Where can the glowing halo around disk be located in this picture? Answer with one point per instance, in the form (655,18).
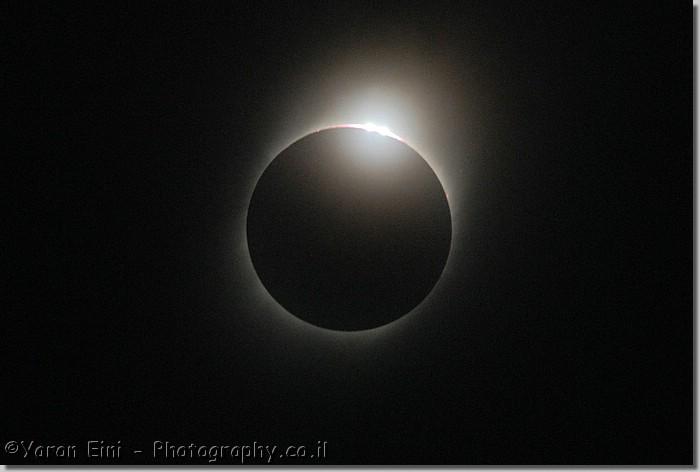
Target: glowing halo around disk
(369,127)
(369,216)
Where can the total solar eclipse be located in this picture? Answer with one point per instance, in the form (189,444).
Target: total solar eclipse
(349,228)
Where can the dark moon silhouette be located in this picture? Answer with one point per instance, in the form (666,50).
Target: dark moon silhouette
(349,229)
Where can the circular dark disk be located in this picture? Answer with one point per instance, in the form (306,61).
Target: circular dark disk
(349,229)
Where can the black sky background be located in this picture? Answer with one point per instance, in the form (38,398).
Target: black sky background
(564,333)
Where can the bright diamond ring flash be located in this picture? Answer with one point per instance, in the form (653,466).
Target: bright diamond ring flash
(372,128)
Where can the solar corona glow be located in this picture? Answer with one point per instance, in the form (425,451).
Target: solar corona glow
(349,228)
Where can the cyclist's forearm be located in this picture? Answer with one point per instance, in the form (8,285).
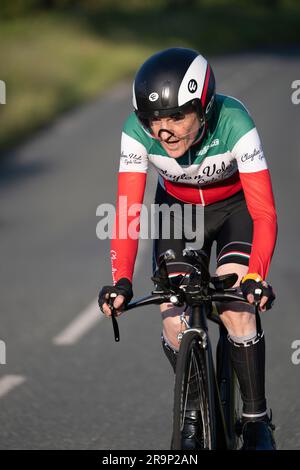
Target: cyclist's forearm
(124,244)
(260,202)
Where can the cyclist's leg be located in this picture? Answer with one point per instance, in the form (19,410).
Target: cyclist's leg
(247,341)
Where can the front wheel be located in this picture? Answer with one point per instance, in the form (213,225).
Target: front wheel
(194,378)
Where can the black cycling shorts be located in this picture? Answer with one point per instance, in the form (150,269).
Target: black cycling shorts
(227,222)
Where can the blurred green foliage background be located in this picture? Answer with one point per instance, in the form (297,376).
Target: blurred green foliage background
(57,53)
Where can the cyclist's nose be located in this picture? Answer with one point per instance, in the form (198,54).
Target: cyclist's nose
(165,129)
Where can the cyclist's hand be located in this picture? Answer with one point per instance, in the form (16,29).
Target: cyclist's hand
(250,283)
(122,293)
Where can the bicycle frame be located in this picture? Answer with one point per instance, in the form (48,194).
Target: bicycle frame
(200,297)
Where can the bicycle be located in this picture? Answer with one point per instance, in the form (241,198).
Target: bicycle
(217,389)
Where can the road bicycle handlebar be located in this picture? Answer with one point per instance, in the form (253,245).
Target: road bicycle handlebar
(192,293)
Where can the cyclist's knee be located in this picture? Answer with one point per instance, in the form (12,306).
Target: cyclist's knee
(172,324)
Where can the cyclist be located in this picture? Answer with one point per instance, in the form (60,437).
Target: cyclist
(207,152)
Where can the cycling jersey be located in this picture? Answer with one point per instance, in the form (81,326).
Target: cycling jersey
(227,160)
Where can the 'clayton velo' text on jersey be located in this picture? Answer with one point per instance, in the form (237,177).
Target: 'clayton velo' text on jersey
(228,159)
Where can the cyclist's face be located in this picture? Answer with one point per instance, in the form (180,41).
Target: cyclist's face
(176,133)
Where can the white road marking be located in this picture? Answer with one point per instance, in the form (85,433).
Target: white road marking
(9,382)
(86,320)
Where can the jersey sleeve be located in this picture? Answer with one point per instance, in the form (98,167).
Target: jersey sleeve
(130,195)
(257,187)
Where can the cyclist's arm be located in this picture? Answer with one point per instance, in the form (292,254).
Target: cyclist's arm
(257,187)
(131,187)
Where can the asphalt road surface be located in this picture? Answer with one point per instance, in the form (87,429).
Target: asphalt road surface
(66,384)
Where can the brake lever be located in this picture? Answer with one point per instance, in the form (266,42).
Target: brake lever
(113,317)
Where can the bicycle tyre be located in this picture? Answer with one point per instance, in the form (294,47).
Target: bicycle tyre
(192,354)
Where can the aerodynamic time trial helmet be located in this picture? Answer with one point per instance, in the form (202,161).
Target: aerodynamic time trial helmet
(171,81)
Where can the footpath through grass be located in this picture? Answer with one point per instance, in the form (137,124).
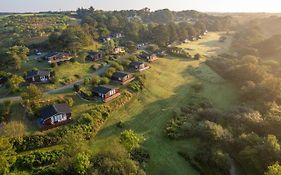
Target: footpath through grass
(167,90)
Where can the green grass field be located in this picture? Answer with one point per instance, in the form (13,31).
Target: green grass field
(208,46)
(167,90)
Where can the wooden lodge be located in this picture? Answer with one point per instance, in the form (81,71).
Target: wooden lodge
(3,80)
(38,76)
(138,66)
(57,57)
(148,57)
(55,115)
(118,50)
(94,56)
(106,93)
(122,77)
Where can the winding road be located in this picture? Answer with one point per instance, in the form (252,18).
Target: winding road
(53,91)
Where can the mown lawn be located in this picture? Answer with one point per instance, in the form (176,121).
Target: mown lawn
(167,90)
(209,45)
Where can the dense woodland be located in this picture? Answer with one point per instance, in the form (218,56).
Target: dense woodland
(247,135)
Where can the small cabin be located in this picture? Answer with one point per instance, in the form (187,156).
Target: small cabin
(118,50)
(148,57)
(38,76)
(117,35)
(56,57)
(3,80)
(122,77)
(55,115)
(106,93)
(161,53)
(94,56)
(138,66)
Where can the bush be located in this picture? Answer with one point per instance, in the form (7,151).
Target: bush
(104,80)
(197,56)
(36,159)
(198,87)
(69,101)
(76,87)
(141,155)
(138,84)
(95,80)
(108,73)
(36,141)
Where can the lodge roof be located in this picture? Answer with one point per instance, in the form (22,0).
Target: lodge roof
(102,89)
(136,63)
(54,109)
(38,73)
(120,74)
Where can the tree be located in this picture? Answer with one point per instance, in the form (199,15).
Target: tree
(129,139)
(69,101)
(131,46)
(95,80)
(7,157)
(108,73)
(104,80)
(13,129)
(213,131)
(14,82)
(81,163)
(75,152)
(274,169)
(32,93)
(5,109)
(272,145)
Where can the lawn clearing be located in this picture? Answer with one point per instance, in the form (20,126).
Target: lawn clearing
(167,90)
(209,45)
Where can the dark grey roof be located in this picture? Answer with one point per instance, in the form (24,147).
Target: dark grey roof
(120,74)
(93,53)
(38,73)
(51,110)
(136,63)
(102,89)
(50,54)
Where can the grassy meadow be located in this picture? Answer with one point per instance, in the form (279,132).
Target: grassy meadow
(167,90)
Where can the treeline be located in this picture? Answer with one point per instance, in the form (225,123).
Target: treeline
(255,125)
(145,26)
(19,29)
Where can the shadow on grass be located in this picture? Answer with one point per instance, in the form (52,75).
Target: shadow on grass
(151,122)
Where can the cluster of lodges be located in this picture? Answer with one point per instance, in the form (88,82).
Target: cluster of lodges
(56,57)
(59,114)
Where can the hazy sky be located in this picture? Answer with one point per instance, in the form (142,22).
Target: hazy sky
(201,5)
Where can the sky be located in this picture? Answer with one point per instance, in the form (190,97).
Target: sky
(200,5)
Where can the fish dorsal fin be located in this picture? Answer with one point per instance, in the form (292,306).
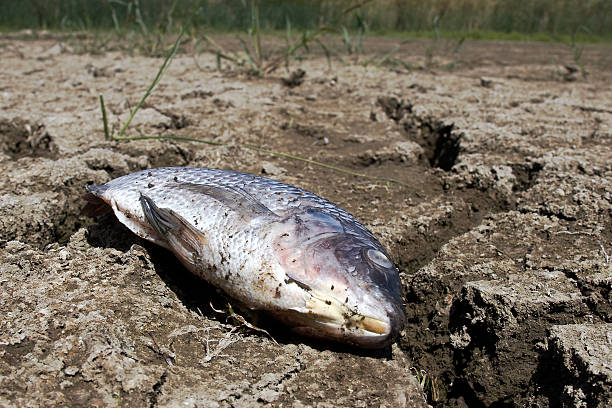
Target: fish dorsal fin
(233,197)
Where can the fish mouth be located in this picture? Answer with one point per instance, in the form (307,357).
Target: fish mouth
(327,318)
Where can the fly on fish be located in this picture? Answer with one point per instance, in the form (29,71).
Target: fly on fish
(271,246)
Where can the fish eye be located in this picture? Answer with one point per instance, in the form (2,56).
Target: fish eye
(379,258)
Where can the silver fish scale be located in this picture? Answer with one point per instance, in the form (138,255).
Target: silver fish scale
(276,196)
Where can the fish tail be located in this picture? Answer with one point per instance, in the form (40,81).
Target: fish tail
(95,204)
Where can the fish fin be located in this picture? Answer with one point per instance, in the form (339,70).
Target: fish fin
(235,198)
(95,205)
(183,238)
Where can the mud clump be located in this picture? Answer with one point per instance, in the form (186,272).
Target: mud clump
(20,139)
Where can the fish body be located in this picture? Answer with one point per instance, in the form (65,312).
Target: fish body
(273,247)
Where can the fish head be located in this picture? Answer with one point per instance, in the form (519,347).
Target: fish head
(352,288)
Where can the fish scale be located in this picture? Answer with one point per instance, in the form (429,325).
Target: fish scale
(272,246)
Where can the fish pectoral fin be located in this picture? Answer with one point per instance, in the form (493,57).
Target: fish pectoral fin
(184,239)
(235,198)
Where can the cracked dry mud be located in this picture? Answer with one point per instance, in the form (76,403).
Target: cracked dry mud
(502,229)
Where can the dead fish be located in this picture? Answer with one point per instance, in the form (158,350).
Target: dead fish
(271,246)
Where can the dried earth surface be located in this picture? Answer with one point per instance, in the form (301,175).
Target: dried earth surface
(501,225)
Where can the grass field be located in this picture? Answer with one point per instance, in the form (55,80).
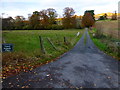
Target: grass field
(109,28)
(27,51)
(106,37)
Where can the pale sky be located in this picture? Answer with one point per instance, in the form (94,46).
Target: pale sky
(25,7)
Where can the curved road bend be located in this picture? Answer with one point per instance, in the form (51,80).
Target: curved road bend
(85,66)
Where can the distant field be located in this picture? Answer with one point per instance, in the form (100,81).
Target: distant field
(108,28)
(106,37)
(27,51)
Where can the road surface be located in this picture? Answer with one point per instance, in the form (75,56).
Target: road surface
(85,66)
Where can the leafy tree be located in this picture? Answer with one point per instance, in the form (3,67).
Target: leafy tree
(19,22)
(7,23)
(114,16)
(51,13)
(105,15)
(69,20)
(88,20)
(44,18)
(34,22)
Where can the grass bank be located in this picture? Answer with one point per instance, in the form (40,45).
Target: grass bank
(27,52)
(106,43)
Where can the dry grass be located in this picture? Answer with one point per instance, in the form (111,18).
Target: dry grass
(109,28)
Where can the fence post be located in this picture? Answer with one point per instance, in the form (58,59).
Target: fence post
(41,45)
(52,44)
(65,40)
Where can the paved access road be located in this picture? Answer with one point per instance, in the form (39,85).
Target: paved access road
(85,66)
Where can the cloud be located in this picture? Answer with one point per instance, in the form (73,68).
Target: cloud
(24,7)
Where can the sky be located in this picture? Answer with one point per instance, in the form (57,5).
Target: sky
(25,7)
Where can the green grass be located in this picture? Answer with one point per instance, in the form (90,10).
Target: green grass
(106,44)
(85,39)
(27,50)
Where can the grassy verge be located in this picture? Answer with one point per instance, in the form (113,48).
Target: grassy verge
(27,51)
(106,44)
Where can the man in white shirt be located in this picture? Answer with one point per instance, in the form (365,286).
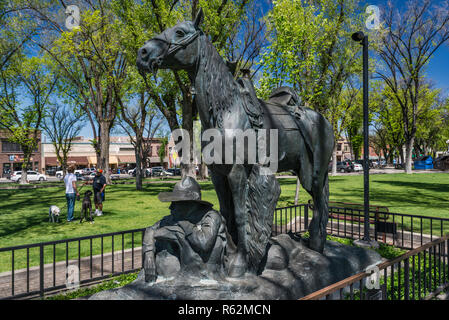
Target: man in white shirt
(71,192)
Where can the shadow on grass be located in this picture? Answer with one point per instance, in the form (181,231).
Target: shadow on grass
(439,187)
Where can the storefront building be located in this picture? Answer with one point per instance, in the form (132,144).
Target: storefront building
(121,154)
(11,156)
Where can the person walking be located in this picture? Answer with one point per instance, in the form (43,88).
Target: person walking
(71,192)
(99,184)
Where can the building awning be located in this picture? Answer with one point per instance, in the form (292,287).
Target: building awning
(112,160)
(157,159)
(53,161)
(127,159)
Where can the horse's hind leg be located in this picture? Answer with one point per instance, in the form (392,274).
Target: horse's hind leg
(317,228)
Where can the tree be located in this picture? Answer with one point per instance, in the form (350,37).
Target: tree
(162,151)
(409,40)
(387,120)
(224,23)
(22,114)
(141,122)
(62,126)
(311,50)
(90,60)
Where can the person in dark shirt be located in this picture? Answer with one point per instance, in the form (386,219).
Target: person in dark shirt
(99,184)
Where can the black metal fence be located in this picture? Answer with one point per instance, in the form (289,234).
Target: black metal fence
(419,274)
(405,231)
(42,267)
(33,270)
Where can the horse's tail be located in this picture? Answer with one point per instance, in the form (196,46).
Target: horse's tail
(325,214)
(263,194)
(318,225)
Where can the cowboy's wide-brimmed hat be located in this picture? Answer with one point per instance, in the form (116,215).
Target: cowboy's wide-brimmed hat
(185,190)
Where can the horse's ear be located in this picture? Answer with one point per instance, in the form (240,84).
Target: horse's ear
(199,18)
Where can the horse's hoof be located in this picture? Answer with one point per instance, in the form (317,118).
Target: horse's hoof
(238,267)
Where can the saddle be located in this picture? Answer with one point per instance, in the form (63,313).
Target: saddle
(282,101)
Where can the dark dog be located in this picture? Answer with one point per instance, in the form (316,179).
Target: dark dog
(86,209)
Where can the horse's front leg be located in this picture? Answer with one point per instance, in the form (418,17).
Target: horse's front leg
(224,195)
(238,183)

○ ○ ○ ○

What you will do. Render the listing as a numbered list with blank lines omitted, beginning at the line that contains "Where can the cowboy's" and stopping after the final line of the listing.

Task result.
1. Where can the cowboy's wide-brimmed hat be located in this picture? Answer with one point per instance, in the form (116,215).
2. Target: cowboy's wide-brimmed hat
3. (185,190)
4. Where can the horse's ear be located in this picture? Answer with one point per instance, in the form (240,84).
5. Target: horse's ear
6. (199,18)
7. Where can the horse's hoof be located in this picture? Answer with one point per instance, in the form (317,118).
8. Target: horse's hoof
9. (238,267)
10. Where can the saddle be located in this picture? Answer with one point per instance, in the form (63,313).
11. Target: saddle
12. (282,101)
13. Where can the dark dog be located in this picture? Answer with one point per instance, in the form (316,179).
14. Target: dark dog
15. (86,209)
16. Where can the horse's front leg be located in this picture? Answer with one point per instance, in the form (418,17).
17. Target: horse's front leg
18. (224,195)
19. (238,183)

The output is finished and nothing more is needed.